» ASSIGNMENT
Beginning with the line that holds "Query: tail feather" in the data below, give again every line through the one that holds "Expected behaviour: for each instance of the pigeon", exactly as written.

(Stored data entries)
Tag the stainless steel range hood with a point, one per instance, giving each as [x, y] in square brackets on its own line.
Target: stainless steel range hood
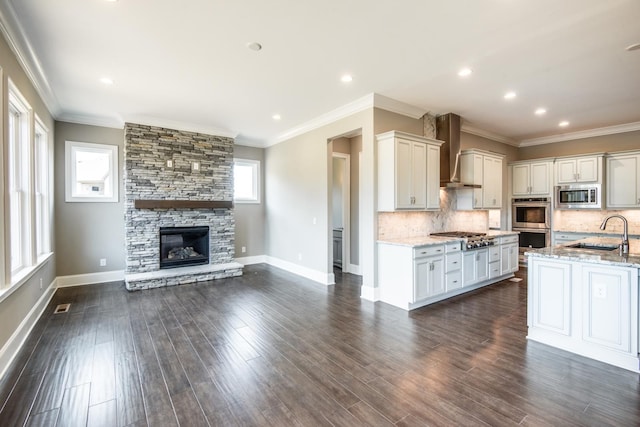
[448, 130]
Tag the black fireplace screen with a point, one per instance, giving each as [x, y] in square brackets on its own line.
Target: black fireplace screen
[182, 246]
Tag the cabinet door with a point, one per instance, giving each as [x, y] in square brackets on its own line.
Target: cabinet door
[566, 170]
[419, 175]
[429, 277]
[623, 181]
[540, 179]
[550, 294]
[478, 175]
[433, 177]
[520, 175]
[587, 169]
[404, 174]
[492, 182]
[606, 308]
[469, 268]
[482, 264]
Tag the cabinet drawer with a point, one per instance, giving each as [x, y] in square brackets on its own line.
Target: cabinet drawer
[509, 239]
[428, 251]
[453, 280]
[494, 253]
[452, 247]
[494, 270]
[454, 262]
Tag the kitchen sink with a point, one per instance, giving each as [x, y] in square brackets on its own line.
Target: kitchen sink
[593, 247]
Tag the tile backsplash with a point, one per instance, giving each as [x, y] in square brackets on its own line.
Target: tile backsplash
[587, 221]
[393, 225]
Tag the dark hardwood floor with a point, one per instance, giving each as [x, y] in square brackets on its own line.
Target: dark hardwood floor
[270, 348]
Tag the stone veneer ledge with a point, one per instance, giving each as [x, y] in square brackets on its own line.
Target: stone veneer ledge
[147, 177]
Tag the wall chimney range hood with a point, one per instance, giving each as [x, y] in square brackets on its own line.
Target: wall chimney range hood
[448, 130]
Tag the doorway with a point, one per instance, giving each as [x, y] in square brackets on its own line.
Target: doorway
[344, 202]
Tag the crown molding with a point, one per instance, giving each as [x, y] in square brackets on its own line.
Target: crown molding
[18, 42]
[589, 133]
[368, 101]
[179, 125]
[467, 128]
[389, 104]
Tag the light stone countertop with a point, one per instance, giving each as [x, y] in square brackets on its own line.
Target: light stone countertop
[417, 241]
[593, 256]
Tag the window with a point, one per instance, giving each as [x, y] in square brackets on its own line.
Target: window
[246, 181]
[19, 195]
[91, 172]
[42, 190]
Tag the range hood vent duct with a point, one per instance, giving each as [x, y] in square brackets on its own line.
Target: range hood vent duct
[448, 130]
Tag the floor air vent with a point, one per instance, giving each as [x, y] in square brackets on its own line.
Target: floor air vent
[62, 308]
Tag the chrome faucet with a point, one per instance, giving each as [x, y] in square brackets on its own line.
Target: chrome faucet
[624, 246]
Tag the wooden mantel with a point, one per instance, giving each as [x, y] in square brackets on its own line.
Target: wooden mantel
[182, 204]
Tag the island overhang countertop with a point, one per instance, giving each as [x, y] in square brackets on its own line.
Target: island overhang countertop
[609, 257]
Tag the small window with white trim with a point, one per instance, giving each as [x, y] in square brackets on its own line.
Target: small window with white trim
[246, 181]
[91, 172]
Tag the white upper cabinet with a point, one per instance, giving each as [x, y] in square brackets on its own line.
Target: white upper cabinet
[579, 169]
[484, 169]
[408, 172]
[623, 180]
[531, 178]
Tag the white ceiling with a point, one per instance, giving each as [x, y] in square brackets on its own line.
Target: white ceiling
[186, 63]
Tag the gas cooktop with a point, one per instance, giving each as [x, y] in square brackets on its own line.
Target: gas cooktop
[470, 239]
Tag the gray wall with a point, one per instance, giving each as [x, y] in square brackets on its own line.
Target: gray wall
[87, 231]
[597, 144]
[15, 307]
[250, 217]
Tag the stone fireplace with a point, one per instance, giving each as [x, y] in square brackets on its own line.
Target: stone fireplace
[174, 180]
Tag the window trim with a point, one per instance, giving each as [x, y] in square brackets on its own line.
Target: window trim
[70, 172]
[255, 165]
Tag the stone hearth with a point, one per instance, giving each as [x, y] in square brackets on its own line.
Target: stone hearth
[174, 166]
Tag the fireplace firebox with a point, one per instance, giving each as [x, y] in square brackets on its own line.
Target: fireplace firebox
[182, 246]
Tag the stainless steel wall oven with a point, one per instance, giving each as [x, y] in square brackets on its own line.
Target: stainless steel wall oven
[531, 218]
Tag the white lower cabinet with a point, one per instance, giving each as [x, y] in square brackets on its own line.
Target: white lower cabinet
[586, 308]
[429, 277]
[413, 276]
[475, 266]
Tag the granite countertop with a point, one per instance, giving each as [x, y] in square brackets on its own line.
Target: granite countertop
[593, 256]
[417, 241]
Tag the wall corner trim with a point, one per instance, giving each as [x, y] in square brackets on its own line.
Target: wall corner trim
[20, 335]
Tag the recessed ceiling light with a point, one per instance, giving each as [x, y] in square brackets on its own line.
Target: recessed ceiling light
[634, 46]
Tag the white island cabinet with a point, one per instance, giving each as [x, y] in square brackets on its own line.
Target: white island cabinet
[415, 272]
[585, 303]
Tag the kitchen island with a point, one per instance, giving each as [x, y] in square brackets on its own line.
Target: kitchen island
[421, 270]
[583, 298]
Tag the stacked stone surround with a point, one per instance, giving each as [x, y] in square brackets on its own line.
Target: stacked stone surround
[147, 177]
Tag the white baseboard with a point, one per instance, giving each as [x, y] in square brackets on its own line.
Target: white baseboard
[90, 278]
[258, 259]
[355, 269]
[18, 338]
[369, 293]
[309, 273]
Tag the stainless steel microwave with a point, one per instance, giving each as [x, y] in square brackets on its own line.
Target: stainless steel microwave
[579, 196]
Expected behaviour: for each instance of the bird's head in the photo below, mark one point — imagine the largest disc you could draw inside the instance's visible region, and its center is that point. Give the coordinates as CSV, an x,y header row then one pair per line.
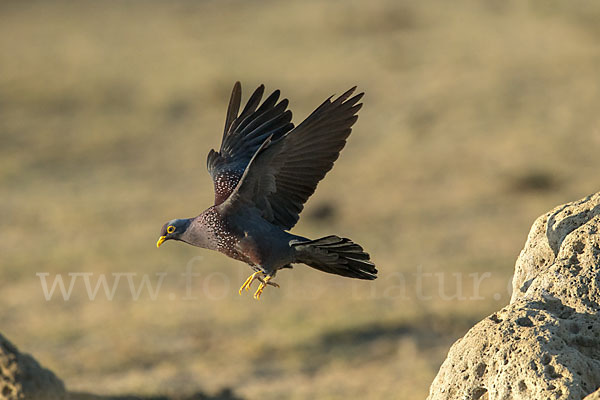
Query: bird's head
x,y
173,229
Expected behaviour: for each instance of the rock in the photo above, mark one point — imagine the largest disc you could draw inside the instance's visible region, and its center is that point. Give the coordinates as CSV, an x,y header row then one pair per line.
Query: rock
x,y
546,343
21,377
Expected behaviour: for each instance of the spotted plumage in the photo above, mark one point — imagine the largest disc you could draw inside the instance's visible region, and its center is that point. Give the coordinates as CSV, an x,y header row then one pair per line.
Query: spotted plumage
x,y
263,173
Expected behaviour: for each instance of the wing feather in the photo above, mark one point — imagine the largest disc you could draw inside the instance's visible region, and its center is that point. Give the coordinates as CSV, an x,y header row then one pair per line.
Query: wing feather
x,y
284,171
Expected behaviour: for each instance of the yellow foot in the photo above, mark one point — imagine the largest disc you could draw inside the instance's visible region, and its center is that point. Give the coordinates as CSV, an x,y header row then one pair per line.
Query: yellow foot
x,y
263,284
249,281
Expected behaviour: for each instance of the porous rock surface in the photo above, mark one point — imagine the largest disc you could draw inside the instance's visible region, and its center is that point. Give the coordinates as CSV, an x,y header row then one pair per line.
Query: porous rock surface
x,y
21,377
546,343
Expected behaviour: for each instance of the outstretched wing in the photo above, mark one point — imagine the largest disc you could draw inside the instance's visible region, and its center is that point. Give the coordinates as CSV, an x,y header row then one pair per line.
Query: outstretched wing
x,y
284,172
243,134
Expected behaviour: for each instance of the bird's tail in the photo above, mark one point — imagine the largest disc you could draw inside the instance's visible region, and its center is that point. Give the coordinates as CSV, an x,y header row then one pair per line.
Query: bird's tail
x,y
335,255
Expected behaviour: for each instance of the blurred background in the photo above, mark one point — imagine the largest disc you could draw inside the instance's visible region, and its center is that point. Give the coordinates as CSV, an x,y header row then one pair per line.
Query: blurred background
x,y
478,117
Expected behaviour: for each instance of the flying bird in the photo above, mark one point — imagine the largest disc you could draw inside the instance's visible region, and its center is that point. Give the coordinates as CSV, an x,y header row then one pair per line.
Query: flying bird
x,y
264,172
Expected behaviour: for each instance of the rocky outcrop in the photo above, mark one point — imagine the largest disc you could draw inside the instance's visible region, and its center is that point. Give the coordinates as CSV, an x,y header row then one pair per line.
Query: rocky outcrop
x,y
546,343
21,377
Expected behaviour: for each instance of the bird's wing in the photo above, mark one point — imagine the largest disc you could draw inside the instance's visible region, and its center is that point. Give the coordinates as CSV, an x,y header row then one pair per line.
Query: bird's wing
x,y
244,133
284,172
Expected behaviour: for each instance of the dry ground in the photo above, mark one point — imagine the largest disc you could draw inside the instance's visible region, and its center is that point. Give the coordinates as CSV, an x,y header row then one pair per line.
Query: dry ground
x,y
479,116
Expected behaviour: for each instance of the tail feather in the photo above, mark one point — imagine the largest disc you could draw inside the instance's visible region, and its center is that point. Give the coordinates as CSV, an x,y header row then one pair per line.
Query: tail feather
x,y
335,255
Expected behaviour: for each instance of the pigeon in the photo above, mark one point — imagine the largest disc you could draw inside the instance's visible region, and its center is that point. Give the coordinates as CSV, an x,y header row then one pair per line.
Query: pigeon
x,y
263,173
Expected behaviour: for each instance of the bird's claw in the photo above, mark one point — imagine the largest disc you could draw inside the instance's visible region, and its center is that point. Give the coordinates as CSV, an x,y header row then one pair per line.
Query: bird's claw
x,y
264,281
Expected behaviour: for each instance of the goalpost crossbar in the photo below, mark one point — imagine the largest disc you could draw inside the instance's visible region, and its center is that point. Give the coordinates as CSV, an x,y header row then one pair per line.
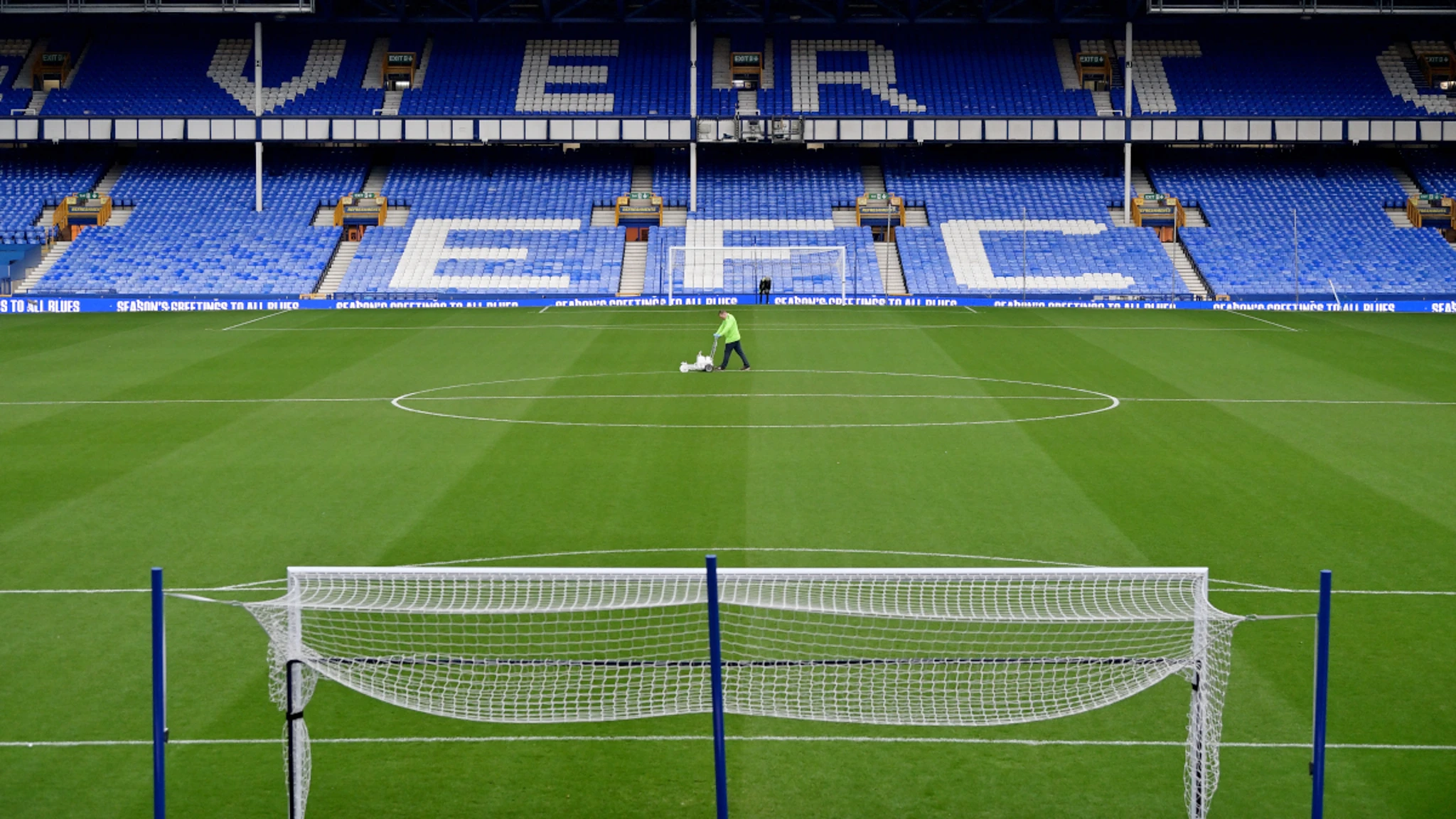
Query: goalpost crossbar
x,y
911,648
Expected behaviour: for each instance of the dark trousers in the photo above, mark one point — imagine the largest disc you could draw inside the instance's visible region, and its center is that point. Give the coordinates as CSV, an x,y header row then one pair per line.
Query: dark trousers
x,y
734,347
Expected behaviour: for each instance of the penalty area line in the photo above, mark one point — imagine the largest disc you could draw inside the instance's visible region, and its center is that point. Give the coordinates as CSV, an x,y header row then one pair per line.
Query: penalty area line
x,y
1265,321
251,321
708,738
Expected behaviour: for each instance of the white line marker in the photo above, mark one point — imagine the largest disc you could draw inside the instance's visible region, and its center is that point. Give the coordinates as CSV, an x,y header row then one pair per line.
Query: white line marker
x,y
705,738
1393,402
759,328
1265,321
144,401
258,319
762,395
1111,404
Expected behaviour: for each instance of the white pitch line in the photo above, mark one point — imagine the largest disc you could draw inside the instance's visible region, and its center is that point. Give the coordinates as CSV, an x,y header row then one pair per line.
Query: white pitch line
x,y
144,401
251,321
756,328
1258,319
147,401
707,738
1392,402
764,395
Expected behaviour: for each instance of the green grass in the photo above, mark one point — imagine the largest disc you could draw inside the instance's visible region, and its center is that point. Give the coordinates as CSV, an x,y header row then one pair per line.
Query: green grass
x,y
233,491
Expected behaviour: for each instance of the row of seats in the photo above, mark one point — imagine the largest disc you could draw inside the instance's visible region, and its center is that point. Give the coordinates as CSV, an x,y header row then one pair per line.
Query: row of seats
x,y
1001,220
194,229
496,223
1256,200
34,178
619,70
897,72
510,220
1276,70
208,70
796,270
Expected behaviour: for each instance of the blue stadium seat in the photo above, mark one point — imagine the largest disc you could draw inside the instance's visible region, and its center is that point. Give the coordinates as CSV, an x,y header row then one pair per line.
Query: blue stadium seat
x,y
1344,237
518,225
975,242
194,229
36,178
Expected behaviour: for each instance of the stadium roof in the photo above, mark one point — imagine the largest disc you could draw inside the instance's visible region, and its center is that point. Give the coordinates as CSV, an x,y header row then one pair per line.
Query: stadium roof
x,y
737,11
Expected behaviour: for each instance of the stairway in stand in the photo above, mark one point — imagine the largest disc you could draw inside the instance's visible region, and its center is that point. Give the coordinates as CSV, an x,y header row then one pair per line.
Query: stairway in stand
x,y
33,277
892,274
344,252
633,254
1187,272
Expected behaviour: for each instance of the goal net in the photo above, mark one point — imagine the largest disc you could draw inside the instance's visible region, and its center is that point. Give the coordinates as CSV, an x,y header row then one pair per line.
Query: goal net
x,y
911,648
790,270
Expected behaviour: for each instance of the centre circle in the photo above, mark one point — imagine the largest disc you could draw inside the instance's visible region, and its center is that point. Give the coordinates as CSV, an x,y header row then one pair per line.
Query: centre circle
x,y
756,400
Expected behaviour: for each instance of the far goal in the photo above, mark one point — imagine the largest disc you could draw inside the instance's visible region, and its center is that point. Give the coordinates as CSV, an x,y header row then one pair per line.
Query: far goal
x,y
798,270
896,648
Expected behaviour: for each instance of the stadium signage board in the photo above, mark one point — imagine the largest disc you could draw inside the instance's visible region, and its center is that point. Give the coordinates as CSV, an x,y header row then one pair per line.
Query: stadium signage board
x,y
159,305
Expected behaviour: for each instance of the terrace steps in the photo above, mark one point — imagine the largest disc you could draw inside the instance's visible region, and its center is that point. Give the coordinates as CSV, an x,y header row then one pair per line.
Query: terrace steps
x,y
50,259
892,274
338,266
633,269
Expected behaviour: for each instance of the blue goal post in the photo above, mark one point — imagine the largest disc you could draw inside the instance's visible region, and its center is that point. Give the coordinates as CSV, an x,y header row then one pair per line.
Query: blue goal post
x,y
1317,766
159,700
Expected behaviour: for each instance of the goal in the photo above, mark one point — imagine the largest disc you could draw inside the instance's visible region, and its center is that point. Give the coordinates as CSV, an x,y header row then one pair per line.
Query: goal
x,y
791,269
900,648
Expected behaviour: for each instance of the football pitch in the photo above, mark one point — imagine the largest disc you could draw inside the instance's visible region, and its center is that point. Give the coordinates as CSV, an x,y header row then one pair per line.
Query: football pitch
x,y
229,446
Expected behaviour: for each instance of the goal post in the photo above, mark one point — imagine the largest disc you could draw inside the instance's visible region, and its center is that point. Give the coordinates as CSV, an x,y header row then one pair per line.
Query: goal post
x,y
791,269
901,648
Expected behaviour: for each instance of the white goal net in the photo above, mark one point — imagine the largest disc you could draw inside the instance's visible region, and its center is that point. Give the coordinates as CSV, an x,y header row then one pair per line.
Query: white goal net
x,y
911,648
788,269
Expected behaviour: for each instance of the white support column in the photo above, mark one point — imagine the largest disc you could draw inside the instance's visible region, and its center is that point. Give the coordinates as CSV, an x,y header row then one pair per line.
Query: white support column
x,y
258,177
258,111
692,112
258,69
1128,184
692,70
1128,130
1128,75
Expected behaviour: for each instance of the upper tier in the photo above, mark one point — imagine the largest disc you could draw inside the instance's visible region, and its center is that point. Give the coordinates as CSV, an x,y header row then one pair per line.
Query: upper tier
x,y
643,70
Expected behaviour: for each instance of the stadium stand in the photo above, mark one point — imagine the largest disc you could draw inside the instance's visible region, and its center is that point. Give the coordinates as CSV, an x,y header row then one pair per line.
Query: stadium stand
x,y
12,60
496,223
1344,237
830,72
1278,73
619,70
976,205
210,73
37,178
765,198
893,72
194,229
1433,169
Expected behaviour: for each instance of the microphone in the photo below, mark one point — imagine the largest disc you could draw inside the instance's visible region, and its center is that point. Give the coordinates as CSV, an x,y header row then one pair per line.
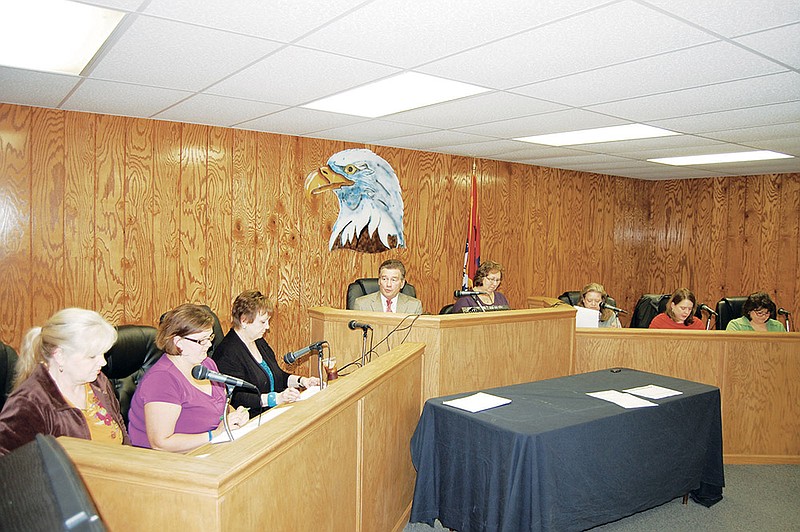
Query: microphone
x,y
356,325
463,293
291,357
609,307
202,373
705,307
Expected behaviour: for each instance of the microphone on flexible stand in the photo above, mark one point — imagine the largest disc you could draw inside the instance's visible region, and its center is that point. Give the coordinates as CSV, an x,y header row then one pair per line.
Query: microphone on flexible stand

» OUTPUT FOR THIS EXERCISE
Query: tail feather
x,y
335,255
Expected behaviour: for each instance of the pigeon in the photo above, mark one point — imagine the largest disc you could draw inside the instance's visible region, and its center is that point. Give the coordinates as CSV, an x,y header row then one pair per line.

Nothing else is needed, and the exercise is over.